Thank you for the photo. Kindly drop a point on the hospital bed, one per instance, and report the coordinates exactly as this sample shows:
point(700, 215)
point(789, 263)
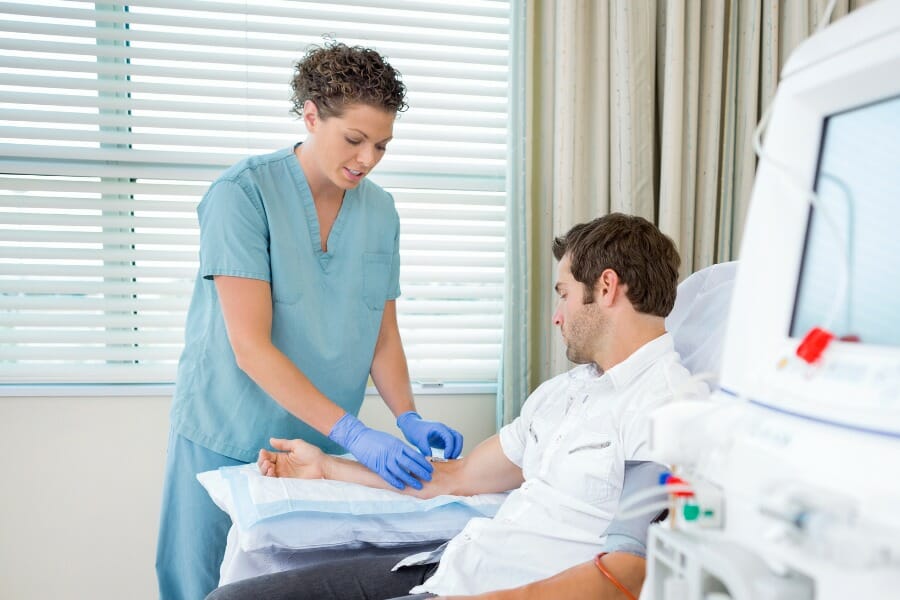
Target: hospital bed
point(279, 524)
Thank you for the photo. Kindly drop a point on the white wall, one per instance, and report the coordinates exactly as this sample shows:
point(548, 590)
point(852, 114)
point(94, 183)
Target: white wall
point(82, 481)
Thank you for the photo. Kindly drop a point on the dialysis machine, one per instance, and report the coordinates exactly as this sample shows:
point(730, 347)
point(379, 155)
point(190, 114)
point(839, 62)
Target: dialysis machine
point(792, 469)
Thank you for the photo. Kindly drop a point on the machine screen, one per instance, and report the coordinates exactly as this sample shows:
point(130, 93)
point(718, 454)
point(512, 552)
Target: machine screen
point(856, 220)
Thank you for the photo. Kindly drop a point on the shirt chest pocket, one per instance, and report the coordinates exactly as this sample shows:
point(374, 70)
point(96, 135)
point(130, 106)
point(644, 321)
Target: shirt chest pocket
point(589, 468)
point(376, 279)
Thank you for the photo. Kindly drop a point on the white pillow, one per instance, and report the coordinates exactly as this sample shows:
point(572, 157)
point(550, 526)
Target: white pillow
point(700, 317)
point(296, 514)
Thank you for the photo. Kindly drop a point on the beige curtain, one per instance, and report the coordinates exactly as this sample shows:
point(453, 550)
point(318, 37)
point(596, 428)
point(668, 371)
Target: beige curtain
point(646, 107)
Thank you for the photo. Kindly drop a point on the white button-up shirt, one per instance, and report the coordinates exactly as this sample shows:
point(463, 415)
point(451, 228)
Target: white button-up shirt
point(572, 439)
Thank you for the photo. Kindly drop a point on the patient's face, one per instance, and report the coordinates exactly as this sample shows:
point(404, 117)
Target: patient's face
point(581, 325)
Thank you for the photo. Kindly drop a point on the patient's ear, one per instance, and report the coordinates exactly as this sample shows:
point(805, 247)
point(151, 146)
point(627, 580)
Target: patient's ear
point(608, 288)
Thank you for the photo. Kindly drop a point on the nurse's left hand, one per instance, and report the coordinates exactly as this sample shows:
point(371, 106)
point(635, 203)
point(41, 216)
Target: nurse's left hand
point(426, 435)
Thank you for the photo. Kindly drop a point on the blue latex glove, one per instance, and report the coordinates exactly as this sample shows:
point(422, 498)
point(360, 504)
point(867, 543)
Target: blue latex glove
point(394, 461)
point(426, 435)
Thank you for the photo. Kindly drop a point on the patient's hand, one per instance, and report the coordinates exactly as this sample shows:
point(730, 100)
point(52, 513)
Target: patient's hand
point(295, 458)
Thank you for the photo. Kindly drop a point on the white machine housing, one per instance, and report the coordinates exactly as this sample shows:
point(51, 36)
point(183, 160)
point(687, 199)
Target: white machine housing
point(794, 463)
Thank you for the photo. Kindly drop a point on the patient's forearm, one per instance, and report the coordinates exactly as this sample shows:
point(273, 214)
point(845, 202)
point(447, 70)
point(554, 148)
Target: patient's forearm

# # #

**INSTRUCTIONS TO FOLLOW**
Write out every record above again, swapping "Kindly" for "Please" and changing nothing else. Leave out the pictures.

**EXERCISE ANSWER**
Thank you for the photo. Please drop a point on the hospital bed, one per instance, and report the coordinates exactly as this sample shows:
point(700, 215)
point(789, 263)
Target: hospital bed
point(279, 524)
Thank you for the photo. Please drop a point on the white wall, one per instance, and report the coordinates exactly as this sample shows:
point(548, 590)
point(852, 114)
point(94, 183)
Target: white wall
point(82, 481)
Thank you for the photo. Please drop a point on the dialysis machine, one per instance, and report the coordinates exactly as this sample shows:
point(730, 347)
point(379, 155)
point(190, 114)
point(839, 62)
Target: dialysis machine
point(792, 469)
Thank you for the photo. Please drop a point on the machine screen, one per instance, and report the coordinates exactly as this sample shows:
point(130, 93)
point(718, 454)
point(512, 552)
Target: machine screen
point(856, 220)
Thank you for the photo. Please drop a point on the shirt chest pocket, one per instance, and report the coordinates exactly as this sample shows:
point(374, 70)
point(96, 135)
point(130, 106)
point(644, 321)
Target: shirt chest pocket
point(589, 468)
point(376, 279)
Thank you for the photo. Please drop a point on the white pillow, one per instance, and report the coordinates exactly as this sample shows:
point(572, 157)
point(550, 526)
Target: white pillow
point(700, 317)
point(296, 514)
Thank you for the photo. Please drop a point on the beige curtain, one per instance, and report the coordinates exactly as this sample shows:
point(453, 550)
point(318, 37)
point(596, 428)
point(668, 371)
Target: beige curtain
point(646, 107)
Thank you for the photo. Please drop a point on the white button-up shirt, one per instance, and report the coordinates exactly as this sample shows:
point(463, 415)
point(451, 228)
Target: white button-up shirt
point(572, 439)
Thank you for the photo. Please drop a point on the patient's face, one per instance, and report the coordinates exactly as this sample shows:
point(404, 117)
Target: patient's face
point(581, 325)
Thank you for the photo. Please drop a point on the patient's ear, one per instance, and report the coordinates exactly as this sample shows:
point(805, 247)
point(151, 146)
point(627, 580)
Target: patient's ear
point(608, 288)
Thank you for the photo. Please drop a point on the nurse's left hand, one per instance, and report the coordinates exactly as this sample shows:
point(371, 106)
point(635, 203)
point(41, 216)
Target: nurse's left hand
point(426, 435)
Thank you for the photo. Please drop a point on the blue latex glove, one per instance, and report the coordinates exactly as this sample shows:
point(422, 498)
point(360, 504)
point(867, 543)
Target: blue latex glove
point(394, 461)
point(426, 435)
Thank you for the photo. Please drop a point on the patient's hand, one per instance, and report the coordinates exactly as this sample shows:
point(730, 100)
point(52, 513)
Target: patient's hand
point(295, 458)
Thank you for the photo. Please drop a point on the white machine housing, one per instance, and report the coordinates exactly as this sample shows:
point(51, 36)
point(183, 160)
point(687, 199)
Target: white machine housing
point(794, 463)
Thank you for the photo. Please drop a point on the patient's forearm, one per instance, and report the coordinates exactly as this sample shows:
point(273, 214)
point(845, 202)
point(447, 70)
point(554, 148)
Target: patient's forearm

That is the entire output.